Unconquered: Trying Times is a story of relentless struggle, sacrifice, hopes and dreams. The filmmakers depict the efforts of an entire generation of Poles who tenaciously fought to reclaim Poland’s independence, and in peacetime toiled to build a new, free homeland, often earning international acclaim in the process. The film conveys the message that pre-World War II Poland was a thriving nation that was ready to face the greatest challenges of history.
The concept of the film was created by the Institute of National Remembrance (IPN). “Part two of Unconquered is part of a larger project by the Institute’s National Education Office that is intended to showcase key events in Polish history in a way that speaks to the younger generation and international audiences,” says Adam Hlebowicz, head of the IPN’s National Education Office. “The events featured in this animated short take place between 1918 and 1939, meaning they precede the events of our 2017 production. The two films do share certain elements in terms of style and substance, but we’ll let that be a surprise for the audience,” he adds.
“Part two of Unconquered employs the same visual idiom as the first film, but stirs a different range of emotions, one that’s positive and warm. The characters proceed from one event to the next as they fight, vote, and design the future of the newly reborn country of Poland. This film steps outside the military theme of our previous picture to show the everyday lives of the characters,” explains screenwriter and producer Krzysztof Noworyta of Tengent Studio.
“We wanted the film to show the complex, dynamic character of the years between 1918 and 1939. We often forget what tremendous effort it took to regain our independence, and that it was even harder to maintain and build an independent country after 100 years of ruinous partition. The movie is intended to portray the efforts of an entire generation working for their independent homeland. The cast of characters includes historical figures. The animated short reveals the multifaceted nature of their work. Each scene and shot is a complete educational package filled with symbols, references and meanings. We encourage audiences to explore this period of Polish history on their own,” says Rafał Pękała, who wrote the script and coordinated the project on behalf of the Institute of National Remembrance.

> [ENTRIES SHOWN]
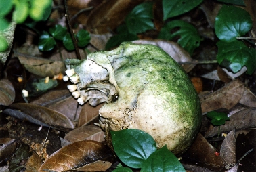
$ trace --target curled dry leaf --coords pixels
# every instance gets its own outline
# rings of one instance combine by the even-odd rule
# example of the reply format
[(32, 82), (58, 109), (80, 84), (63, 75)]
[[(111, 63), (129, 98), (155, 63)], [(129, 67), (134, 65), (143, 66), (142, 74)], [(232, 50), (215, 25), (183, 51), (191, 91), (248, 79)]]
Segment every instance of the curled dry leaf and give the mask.
[(121, 24), (126, 16), (144, 0), (110, 0), (97, 6), (86, 22), (87, 30), (97, 34), (109, 33)]
[(22, 112), (38, 119), (48, 126), (70, 129), (74, 127), (72, 121), (68, 117), (43, 106), (32, 104), (18, 103), (12, 104), (10, 108), (20, 110)]
[(94, 125), (83, 125), (77, 128), (65, 135), (64, 139), (71, 142), (81, 140), (104, 141), (104, 132), (102, 129)]
[(16, 142), (11, 138), (0, 138), (0, 163), (8, 158), (16, 148)]
[(226, 169), (236, 163), (235, 129), (231, 131), (225, 137), (220, 149), (220, 156), (223, 158)]
[(184, 163), (182, 160), (184, 159), (196, 160), (197, 163), (198, 162), (202, 163), (205, 168), (219, 171), (224, 168), (224, 163), (220, 156), (215, 155), (216, 151), (216, 149), (199, 133), (193, 144), (182, 157), (182, 163)]
[(24, 56), (18, 56), (18, 58), (27, 70), (42, 77), (52, 77), (60, 73), (64, 73), (66, 70), (62, 61)]
[(63, 147), (51, 155), (40, 167), (39, 172), (45, 171), (44, 170), (62, 171), (76, 169), (112, 156), (108, 147), (102, 143), (92, 140), (79, 141)]
[(30, 103), (54, 110), (72, 120), (77, 120), (82, 109), (68, 89), (47, 92)]
[(240, 101), (244, 90), (244, 83), (235, 80), (212, 93), (200, 95), (202, 113), (220, 108), (230, 109)]
[[(242, 129), (256, 127), (256, 108), (250, 108), (242, 110), (230, 116), (230, 121), (226, 121), (225, 125), (220, 126), (221, 133), (228, 133), (233, 129)], [(219, 127), (214, 127), (207, 133), (205, 137), (217, 135)]]
[(9, 106), (14, 101), (14, 88), (9, 80), (0, 80), (0, 105)]
[(197, 61), (193, 60), (190, 55), (179, 44), (173, 41), (154, 40), (136, 40), (133, 43), (137, 44), (152, 44), (161, 47), (177, 62), (182, 65), (186, 72), (190, 72), (197, 64)]

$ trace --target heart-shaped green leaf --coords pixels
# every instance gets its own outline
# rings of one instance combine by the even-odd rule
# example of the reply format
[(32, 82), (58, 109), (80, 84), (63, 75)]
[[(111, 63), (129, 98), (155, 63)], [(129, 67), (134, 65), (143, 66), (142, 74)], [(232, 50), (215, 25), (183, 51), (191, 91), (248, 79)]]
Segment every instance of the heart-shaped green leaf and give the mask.
[(145, 2), (137, 5), (127, 16), (125, 22), (130, 33), (137, 34), (154, 28), (153, 3)]
[(214, 27), (220, 40), (231, 42), (247, 33), (252, 26), (251, 16), (247, 11), (223, 5), (215, 18)]
[(39, 37), (38, 48), (42, 51), (51, 51), (54, 48), (56, 45), (56, 42), (54, 39), (48, 33), (44, 31)]
[(132, 168), (142, 163), (156, 150), (156, 142), (147, 133), (135, 129), (111, 131), (114, 152), (121, 160)]
[(163, 0), (163, 20), (186, 13), (202, 2), (202, 0)]
[(49, 33), (58, 40), (63, 40), (66, 34), (66, 28), (60, 24), (56, 24), (54, 27), (49, 29)]
[(185, 171), (177, 157), (166, 145), (152, 153), (142, 165), (141, 172)]
[(245, 66), (247, 73), (252, 74), (256, 70), (256, 50), (248, 48), (244, 43), (235, 40), (230, 43), (219, 41), (217, 43), (218, 53), (217, 60), (219, 64), (230, 69), (234, 73)]
[[(179, 30), (172, 33), (175, 28), (179, 28)], [(193, 53), (194, 50), (200, 45), (201, 41), (196, 28), (182, 20), (168, 22), (162, 28), (158, 35), (158, 38), (165, 40), (171, 40), (176, 37), (180, 37), (177, 43), (190, 54)]]

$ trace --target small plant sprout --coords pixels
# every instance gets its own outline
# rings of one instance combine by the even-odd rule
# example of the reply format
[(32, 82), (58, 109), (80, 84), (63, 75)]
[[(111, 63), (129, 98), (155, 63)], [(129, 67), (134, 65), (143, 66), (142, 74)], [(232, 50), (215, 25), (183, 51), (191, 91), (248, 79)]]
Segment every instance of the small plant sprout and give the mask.
[(229, 121), (230, 118), (227, 116), (227, 114), (224, 112), (217, 112), (211, 111), (207, 113), (207, 116), (211, 119), (211, 123), (215, 126), (219, 126), (218, 137), (219, 137), (220, 126), (224, 125), (226, 121)]

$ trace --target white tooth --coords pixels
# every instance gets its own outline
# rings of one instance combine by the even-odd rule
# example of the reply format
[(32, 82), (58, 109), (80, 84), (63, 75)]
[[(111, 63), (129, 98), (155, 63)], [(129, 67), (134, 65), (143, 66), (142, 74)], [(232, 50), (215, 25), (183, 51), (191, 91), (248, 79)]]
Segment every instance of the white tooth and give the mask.
[(79, 81), (79, 77), (77, 74), (74, 74), (69, 77), (70, 79), (71, 82), (76, 84)]
[(72, 95), (76, 99), (80, 97), (80, 93), (79, 91), (74, 91), (72, 93)]
[(69, 85), (67, 86), (67, 87), (70, 92), (74, 92), (77, 89), (77, 85)]
[(66, 70), (65, 72), (66, 73), (66, 75), (68, 75), (68, 77), (71, 77), (72, 75), (74, 75), (76, 74), (73, 68)]
[(68, 81), (69, 78), (68, 78), (68, 76), (65, 75), (65, 76), (63, 77), (62, 79), (63, 79), (64, 81), (66, 82), (66, 81)]
[(85, 103), (85, 98), (79, 98), (77, 99), (77, 102), (80, 104), (81, 105), (83, 105)]

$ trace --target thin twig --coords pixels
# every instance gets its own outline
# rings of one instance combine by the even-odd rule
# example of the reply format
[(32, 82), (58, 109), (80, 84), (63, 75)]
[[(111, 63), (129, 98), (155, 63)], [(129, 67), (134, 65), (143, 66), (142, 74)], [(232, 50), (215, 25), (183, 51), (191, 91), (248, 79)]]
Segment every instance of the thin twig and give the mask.
[(77, 57), (78, 59), (81, 59), (79, 50), (79, 48), (78, 48), (78, 46), (77, 46), (77, 42), (76, 39), (74, 38), (73, 30), (72, 29), (72, 26), (71, 26), (71, 24), (70, 24), (70, 20), (69, 19), (68, 10), (68, 5), (66, 3), (66, 0), (65, 0), (64, 2), (65, 2), (65, 9), (66, 9), (65, 16), (66, 16), (66, 20), (68, 21), (68, 25), (69, 31), (70, 32), (70, 35), (71, 35), (71, 37), (72, 37), (72, 41), (73, 41), (73, 43), (74, 43), (74, 49), (76, 50)]

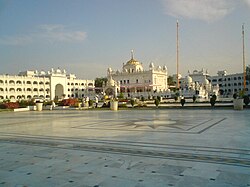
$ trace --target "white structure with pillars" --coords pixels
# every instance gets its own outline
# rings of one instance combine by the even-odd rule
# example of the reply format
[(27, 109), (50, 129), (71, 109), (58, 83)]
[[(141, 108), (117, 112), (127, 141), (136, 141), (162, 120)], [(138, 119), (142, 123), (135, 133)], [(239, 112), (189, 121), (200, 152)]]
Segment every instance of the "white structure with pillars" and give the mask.
[(95, 95), (94, 80), (77, 79), (74, 74), (59, 68), (48, 72), (28, 70), (18, 75), (0, 75), (0, 100), (54, 100), (92, 95)]
[(133, 51), (131, 59), (123, 64), (121, 71), (113, 71), (108, 68), (108, 77), (119, 83), (120, 92), (125, 97), (152, 95), (154, 92), (168, 90), (168, 70), (166, 66), (149, 64), (149, 70), (144, 70), (142, 63), (134, 59)]

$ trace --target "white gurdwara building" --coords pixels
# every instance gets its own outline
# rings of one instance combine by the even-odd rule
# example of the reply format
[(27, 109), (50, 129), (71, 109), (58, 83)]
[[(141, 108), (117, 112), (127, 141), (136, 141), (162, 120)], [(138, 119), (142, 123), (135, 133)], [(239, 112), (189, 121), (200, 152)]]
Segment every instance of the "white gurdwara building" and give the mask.
[(0, 100), (83, 98), (94, 95), (94, 80), (77, 79), (65, 70), (24, 71), (0, 75)]
[(121, 71), (113, 71), (108, 68), (107, 77), (111, 77), (120, 87), (119, 91), (125, 97), (149, 96), (154, 92), (168, 90), (168, 70), (166, 66), (155, 67), (149, 64), (149, 70), (144, 70), (142, 63), (134, 59), (133, 51), (131, 59), (123, 64)]

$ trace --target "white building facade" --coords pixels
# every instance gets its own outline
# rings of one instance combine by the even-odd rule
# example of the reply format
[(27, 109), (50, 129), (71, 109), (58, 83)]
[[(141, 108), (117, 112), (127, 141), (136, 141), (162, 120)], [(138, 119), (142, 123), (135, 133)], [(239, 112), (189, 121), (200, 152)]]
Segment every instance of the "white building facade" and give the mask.
[(131, 59), (123, 64), (121, 71), (113, 71), (108, 68), (108, 77), (112, 77), (120, 86), (120, 92), (125, 97), (137, 97), (152, 95), (154, 92), (165, 92), (168, 90), (168, 71), (166, 66), (155, 67), (150, 63), (149, 69), (144, 70), (142, 63)]
[(24, 71), (18, 75), (0, 75), (0, 100), (46, 100), (83, 98), (94, 95), (94, 80), (77, 79), (65, 70)]
[[(219, 85), (220, 95), (232, 97), (234, 93), (238, 94), (244, 90), (243, 73), (227, 74), (227, 71), (218, 71), (217, 76), (209, 78), (212, 85)], [(246, 80), (245, 95), (250, 95), (249, 80)]]

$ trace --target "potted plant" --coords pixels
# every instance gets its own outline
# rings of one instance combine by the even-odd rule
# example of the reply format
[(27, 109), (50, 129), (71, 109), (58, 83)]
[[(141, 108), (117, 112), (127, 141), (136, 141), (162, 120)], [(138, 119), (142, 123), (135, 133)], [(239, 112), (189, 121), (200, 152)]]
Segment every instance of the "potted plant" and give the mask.
[(132, 107), (134, 107), (134, 106), (135, 106), (135, 100), (134, 100), (134, 99), (131, 99), (131, 100), (130, 100), (130, 104), (132, 105)]
[(42, 100), (37, 100), (36, 101), (36, 110), (37, 111), (42, 111), (43, 110), (43, 101)]
[(193, 103), (196, 101), (196, 96), (193, 95)]
[(110, 100), (110, 109), (114, 111), (118, 110), (118, 99), (113, 98)]
[(250, 99), (248, 95), (243, 96), (243, 102), (245, 103), (245, 106), (247, 107), (247, 105), (250, 103)]
[(155, 99), (155, 106), (158, 108), (159, 104), (160, 104), (160, 100), (158, 98), (156, 98)]
[(212, 97), (210, 98), (210, 104), (212, 107), (214, 107), (214, 105), (216, 103), (216, 99), (217, 99), (217, 96), (215, 94), (212, 95)]
[(181, 97), (181, 106), (184, 106), (185, 102), (186, 102), (185, 98)]
[(233, 105), (234, 105), (234, 110), (243, 110), (243, 98), (238, 96), (237, 93), (233, 95)]

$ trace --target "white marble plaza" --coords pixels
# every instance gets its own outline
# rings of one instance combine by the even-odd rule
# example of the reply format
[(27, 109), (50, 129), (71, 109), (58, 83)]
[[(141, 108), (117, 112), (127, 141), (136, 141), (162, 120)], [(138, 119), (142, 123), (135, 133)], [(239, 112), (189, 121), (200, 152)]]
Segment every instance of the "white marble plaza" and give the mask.
[(250, 186), (249, 112), (1, 112), (0, 186)]

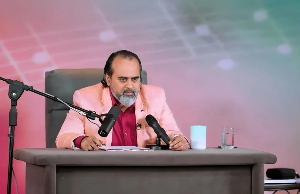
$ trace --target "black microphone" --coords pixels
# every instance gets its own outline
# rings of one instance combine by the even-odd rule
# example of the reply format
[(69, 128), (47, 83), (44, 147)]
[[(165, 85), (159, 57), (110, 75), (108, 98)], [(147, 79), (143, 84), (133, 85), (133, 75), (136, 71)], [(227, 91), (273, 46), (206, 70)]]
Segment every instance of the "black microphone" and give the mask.
[(98, 131), (98, 134), (101, 137), (107, 137), (110, 130), (115, 125), (116, 121), (119, 117), (121, 109), (116, 106), (114, 106), (107, 114), (103, 114), (100, 116), (105, 116), (101, 126)]
[(154, 130), (155, 133), (157, 135), (157, 137), (159, 138), (161, 138), (167, 145), (169, 145), (170, 138), (168, 136), (165, 130), (159, 125), (156, 119), (152, 115), (149, 114), (146, 116), (146, 121), (148, 125)]

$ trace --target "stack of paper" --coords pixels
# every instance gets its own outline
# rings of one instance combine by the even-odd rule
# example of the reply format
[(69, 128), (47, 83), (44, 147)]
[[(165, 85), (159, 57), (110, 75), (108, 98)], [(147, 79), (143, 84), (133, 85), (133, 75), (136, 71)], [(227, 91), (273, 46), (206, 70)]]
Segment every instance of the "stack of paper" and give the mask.
[(99, 150), (105, 151), (152, 151), (149, 148), (140, 148), (135, 146), (105, 146), (99, 147)]
[(300, 178), (289, 179), (273, 179), (265, 178), (265, 184), (290, 184), (300, 183)]

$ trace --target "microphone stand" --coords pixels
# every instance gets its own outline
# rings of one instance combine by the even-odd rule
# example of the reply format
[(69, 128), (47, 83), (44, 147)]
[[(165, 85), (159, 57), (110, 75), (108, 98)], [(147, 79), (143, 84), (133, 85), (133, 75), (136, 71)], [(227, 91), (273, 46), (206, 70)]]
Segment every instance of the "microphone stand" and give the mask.
[(151, 149), (154, 150), (168, 150), (170, 149), (170, 146), (169, 145), (160, 145), (160, 137), (161, 136), (161, 133), (157, 132), (154, 131), (157, 135), (157, 137), (156, 138), (156, 142), (155, 144), (151, 144), (146, 145), (146, 148), (150, 148)]
[(0, 80), (4, 81), (9, 84), (9, 87), (8, 87), (8, 97), (11, 101), (10, 105), (11, 107), (9, 111), (8, 122), (9, 132), (8, 135), (9, 159), (7, 181), (7, 194), (10, 194), (13, 171), (13, 151), (14, 150), (15, 127), (17, 126), (18, 119), (18, 112), (16, 108), (17, 102), (18, 100), (20, 99), (22, 96), (24, 90), (32, 92), (52, 100), (55, 101), (63, 104), (70, 108), (88, 119), (94, 120), (96, 118), (98, 118), (99, 121), (101, 123), (103, 121), (100, 118), (100, 117), (105, 116), (107, 114), (102, 114), (101, 115), (99, 115), (93, 112), (93, 111), (91, 110), (87, 110), (73, 104), (65, 102), (56, 96), (34, 89), (33, 87), (32, 86), (29, 86), (25, 85), (22, 82), (17, 80), (14, 81), (9, 79), (7, 79), (1, 77), (0, 77)]

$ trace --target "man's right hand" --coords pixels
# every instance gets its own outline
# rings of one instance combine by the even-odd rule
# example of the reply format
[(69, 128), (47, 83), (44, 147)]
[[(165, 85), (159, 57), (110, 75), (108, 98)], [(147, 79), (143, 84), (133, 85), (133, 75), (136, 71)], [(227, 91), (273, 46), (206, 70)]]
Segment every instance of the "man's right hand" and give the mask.
[(80, 145), (81, 148), (86, 151), (92, 151), (99, 149), (98, 146), (101, 147), (102, 143), (95, 136), (91, 136), (82, 139)]

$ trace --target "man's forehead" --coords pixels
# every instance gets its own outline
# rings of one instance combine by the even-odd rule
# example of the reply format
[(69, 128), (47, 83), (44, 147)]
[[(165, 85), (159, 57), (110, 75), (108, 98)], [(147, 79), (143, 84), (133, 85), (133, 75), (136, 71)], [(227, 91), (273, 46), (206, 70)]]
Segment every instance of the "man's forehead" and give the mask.
[(140, 64), (136, 59), (130, 60), (116, 57), (115, 59), (112, 64), (114, 73), (129, 77), (136, 76), (137, 74), (138, 75), (139, 75)]

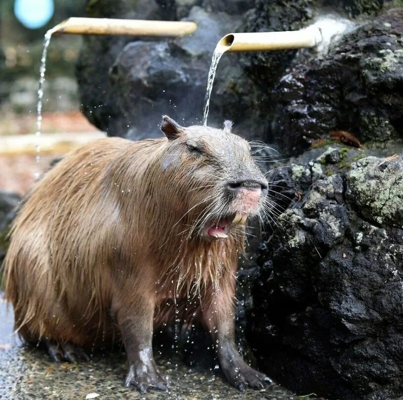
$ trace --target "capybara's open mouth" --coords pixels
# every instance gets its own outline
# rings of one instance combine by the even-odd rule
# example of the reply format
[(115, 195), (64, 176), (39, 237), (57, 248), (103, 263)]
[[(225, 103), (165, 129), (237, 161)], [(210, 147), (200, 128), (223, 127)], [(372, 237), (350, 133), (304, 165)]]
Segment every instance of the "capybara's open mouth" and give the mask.
[(228, 227), (232, 224), (240, 225), (245, 224), (247, 217), (245, 214), (234, 213), (217, 221), (210, 221), (205, 225), (205, 233), (208, 237), (225, 239), (228, 237)]

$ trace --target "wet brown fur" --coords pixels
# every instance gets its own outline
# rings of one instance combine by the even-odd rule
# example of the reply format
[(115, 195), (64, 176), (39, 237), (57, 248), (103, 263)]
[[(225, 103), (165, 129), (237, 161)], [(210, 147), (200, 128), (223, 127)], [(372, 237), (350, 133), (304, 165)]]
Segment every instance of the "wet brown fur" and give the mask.
[(110, 343), (119, 338), (116, 314), (126, 304), (135, 310), (154, 302), (154, 327), (173, 319), (175, 302), (188, 321), (212, 304), (232, 314), (244, 231), (214, 242), (189, 236), (205, 204), (187, 212), (209, 192), (200, 182), (192, 193), (184, 189), (191, 167), (183, 157), (188, 164), (179, 172), (161, 169), (172, 155), (168, 143), (101, 139), (35, 184), (4, 262), (6, 296), (26, 341)]

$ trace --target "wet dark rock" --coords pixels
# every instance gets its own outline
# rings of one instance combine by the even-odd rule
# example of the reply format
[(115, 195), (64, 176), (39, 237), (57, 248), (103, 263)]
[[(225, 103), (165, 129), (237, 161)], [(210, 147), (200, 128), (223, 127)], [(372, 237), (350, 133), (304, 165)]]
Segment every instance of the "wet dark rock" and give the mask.
[(332, 130), (361, 142), (402, 137), (403, 9), (391, 10), (343, 38), (323, 59), (293, 68), (274, 90), (267, 137), (300, 153)]
[(119, 94), (118, 106), (129, 137), (160, 136), (162, 112), (188, 124), (200, 121), (211, 49), (237, 20), (199, 7), (192, 8), (189, 19), (199, 25), (191, 36), (130, 43), (112, 64), (110, 85)]
[(0, 266), (5, 255), (7, 246), (5, 237), (9, 225), (15, 215), (15, 208), (20, 200), (20, 196), (16, 193), (0, 190)]
[(297, 393), (403, 394), (403, 161), (371, 153), (332, 144), (281, 172), (296, 202), (261, 246), (247, 338)]

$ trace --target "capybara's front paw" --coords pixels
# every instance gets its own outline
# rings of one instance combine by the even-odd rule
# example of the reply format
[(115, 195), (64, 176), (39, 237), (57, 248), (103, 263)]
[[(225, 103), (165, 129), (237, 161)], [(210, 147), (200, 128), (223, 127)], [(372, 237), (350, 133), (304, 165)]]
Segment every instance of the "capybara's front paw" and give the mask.
[(146, 393), (149, 389), (158, 389), (166, 391), (166, 382), (161, 376), (156, 368), (143, 363), (132, 364), (126, 377), (125, 385), (127, 387), (136, 387), (142, 393)]
[(264, 384), (273, 383), (270, 378), (250, 367), (243, 360), (229, 363), (223, 367), (223, 371), (231, 384), (241, 391), (248, 386), (261, 389), (264, 387)]
[(46, 340), (44, 343), (52, 360), (56, 362), (67, 361), (76, 363), (79, 360), (85, 361), (90, 360), (87, 353), (81, 347), (71, 343), (61, 344)]

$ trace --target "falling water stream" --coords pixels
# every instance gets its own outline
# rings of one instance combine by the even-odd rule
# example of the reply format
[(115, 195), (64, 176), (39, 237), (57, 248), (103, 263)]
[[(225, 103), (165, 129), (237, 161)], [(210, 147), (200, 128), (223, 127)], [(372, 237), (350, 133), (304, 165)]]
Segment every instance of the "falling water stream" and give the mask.
[[(50, 43), (50, 39), (53, 32), (53, 29), (50, 29), (45, 35), (42, 56), (41, 57), (41, 66), (39, 67), (39, 86), (38, 89), (38, 103), (36, 106), (36, 132), (35, 133), (35, 135), (38, 139), (41, 136), (42, 129), (42, 105), (44, 97), (44, 84), (45, 79), (45, 73), (46, 71), (46, 57), (48, 54), (48, 48)], [(36, 145), (35, 150), (36, 152), (35, 160), (38, 164), (39, 163), (39, 153), (41, 152), (41, 146), (39, 143)], [(37, 171), (35, 172), (34, 176), (36, 179), (38, 179), (39, 177), (39, 172)]]
[(221, 57), (221, 56), (224, 54), (222, 51), (222, 48), (215, 48), (215, 50), (213, 53), (213, 57), (211, 59), (211, 65), (208, 71), (208, 77), (207, 81), (207, 90), (206, 91), (205, 97), (204, 97), (204, 105), (203, 107), (203, 125), (205, 126), (207, 125), (207, 117), (208, 115), (208, 109), (210, 106), (210, 97), (211, 95), (211, 90), (213, 88), (213, 83), (215, 76), (215, 71), (217, 69), (217, 65), (218, 65), (218, 61)]

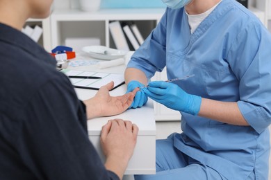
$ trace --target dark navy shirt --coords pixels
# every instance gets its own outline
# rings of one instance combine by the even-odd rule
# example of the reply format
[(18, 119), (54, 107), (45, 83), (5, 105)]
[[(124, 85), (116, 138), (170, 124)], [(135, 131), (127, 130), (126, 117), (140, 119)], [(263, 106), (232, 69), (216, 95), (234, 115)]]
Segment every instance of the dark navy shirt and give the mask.
[(85, 105), (55, 60), (2, 24), (0, 179), (119, 179), (90, 142)]

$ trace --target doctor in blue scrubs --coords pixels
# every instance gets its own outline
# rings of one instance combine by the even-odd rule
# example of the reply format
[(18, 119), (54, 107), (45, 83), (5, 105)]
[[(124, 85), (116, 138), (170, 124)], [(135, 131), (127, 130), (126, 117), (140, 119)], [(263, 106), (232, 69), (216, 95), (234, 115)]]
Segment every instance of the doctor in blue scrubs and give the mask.
[[(181, 114), (182, 133), (156, 141), (156, 174), (136, 179), (268, 179), (271, 35), (235, 0), (163, 0), (157, 27), (125, 72), (127, 91)], [(150, 82), (166, 68), (172, 82)], [(144, 87), (148, 84), (147, 87)]]

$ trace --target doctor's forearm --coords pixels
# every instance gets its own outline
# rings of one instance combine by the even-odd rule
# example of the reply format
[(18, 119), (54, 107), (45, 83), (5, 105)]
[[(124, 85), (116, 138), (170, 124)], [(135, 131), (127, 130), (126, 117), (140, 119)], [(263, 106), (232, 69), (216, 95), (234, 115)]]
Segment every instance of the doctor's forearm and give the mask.
[(202, 98), (199, 116), (235, 125), (249, 125), (239, 110), (236, 102), (222, 102)]
[(147, 85), (148, 80), (145, 73), (136, 68), (127, 68), (124, 73), (125, 83), (128, 84), (130, 81), (137, 80), (143, 84)]

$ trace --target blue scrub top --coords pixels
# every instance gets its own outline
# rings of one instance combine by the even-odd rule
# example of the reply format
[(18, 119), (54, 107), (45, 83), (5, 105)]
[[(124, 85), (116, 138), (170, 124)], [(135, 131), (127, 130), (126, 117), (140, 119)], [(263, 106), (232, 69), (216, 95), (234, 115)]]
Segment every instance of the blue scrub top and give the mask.
[(151, 78), (167, 69), (167, 78), (190, 94), (238, 102), (250, 126), (222, 123), (181, 113), (174, 146), (229, 179), (254, 171), (268, 179), (271, 122), (271, 35), (249, 10), (223, 0), (191, 35), (184, 9), (167, 8), (136, 51), (128, 67)]

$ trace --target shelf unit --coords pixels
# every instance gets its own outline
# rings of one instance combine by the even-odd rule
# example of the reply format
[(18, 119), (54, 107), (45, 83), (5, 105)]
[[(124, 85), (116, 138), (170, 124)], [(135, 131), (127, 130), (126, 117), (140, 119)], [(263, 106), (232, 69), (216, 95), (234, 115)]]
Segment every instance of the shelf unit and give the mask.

> [WRITTEN TASKS]
**A.** Translate this sentence from the Unconquered text into Spanish: "The concept of the film was created by the Institute of National Remembrance (IPN)."
**B.** Reproduce everything in the Unconquered text from "Unconquered: Trying Times" down to "challenges of history.".

> [OUTPUTS]
**A.** El concepto de la película fue creado por el Instituto de la Memoria Nacional (IPN).

**B.**
Unconquered: Trying Times is a story of relentless struggle, sacrifice, hopes and dreams. The filmmakers depict the efforts of an entire generation of Poles who tenaciously fought to reclaim Poland’s independence, and in peacetime toiled to build a new, free homeland, often earning international acclaim in the process. The film conveys the message that pre-World War II Poland was a thriving nation that was ready to face the greatest challenges of history.